**Material provided**
....
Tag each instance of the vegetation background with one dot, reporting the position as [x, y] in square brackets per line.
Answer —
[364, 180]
....
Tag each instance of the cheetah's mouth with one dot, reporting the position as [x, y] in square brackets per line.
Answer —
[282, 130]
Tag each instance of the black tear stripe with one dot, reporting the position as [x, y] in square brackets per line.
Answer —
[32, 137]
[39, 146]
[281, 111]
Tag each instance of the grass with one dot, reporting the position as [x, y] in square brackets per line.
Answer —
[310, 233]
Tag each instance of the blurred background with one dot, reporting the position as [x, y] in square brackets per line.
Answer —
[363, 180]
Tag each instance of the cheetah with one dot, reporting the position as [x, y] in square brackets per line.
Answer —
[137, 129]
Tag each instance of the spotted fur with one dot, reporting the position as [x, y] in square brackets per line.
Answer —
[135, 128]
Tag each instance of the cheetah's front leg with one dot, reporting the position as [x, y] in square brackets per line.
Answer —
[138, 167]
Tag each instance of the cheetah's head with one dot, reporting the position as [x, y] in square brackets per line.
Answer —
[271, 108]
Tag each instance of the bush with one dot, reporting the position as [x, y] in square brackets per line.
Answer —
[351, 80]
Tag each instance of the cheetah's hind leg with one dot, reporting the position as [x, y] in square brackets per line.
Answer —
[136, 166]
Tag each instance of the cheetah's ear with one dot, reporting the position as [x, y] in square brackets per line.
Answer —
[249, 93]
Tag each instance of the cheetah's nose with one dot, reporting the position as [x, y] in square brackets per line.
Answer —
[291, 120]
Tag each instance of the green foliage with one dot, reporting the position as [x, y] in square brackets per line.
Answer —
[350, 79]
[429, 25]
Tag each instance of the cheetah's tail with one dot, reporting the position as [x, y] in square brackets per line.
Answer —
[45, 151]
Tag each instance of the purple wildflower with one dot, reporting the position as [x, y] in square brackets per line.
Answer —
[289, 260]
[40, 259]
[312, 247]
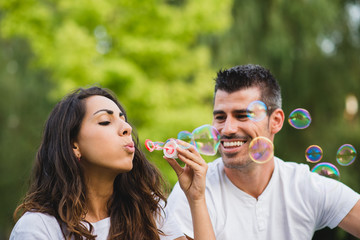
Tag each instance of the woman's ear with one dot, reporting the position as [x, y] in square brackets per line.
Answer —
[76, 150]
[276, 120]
....
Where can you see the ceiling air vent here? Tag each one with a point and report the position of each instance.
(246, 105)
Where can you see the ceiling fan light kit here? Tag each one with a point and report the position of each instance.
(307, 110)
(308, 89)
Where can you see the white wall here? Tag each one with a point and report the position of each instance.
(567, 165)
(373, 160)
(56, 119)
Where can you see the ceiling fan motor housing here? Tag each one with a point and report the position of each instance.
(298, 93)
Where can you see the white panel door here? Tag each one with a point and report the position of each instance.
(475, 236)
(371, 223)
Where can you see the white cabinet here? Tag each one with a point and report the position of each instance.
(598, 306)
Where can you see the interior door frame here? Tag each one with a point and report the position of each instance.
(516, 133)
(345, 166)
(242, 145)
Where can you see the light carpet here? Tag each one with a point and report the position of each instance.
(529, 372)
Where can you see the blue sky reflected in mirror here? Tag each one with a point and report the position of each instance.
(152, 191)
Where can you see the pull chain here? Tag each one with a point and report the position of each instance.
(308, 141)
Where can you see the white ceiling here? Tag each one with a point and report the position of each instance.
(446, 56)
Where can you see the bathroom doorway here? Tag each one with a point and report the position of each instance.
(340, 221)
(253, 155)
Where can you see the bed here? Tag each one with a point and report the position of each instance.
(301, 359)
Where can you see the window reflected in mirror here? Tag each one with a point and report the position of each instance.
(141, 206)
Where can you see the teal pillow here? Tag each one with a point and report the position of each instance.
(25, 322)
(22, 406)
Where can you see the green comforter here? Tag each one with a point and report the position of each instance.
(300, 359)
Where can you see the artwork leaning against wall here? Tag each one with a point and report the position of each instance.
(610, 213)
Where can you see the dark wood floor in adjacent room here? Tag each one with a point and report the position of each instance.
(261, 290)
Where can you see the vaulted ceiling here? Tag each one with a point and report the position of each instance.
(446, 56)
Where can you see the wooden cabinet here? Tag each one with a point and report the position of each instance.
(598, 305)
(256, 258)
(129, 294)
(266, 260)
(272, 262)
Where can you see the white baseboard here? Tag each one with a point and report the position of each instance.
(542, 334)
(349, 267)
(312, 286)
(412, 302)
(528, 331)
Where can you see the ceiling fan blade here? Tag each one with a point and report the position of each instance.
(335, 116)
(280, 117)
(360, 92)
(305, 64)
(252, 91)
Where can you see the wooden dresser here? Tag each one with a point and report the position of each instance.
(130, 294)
....
**Instructions for the task**
Show every line of the data above that contains the word "ceiling".

**Answer for the task**
Where can you see the ceiling air vent here? Tag each one with a point and report the position of each instance.
Where can you see the ceiling fan light kit here? Tag each one with a point and report the position of each instance.
Where can you see the ceiling fan motor housing here? Tag each one with a point and report the position of each instance.
Where can you see the white ceiling here? Tag each one with a point and report the position of each instance.
Where can you see the vaulted ceiling here? Tag each one with a point and report the position of each instance.
Where can you see the ceiling fan blade here? Tag each one with a point and report the position of each instance.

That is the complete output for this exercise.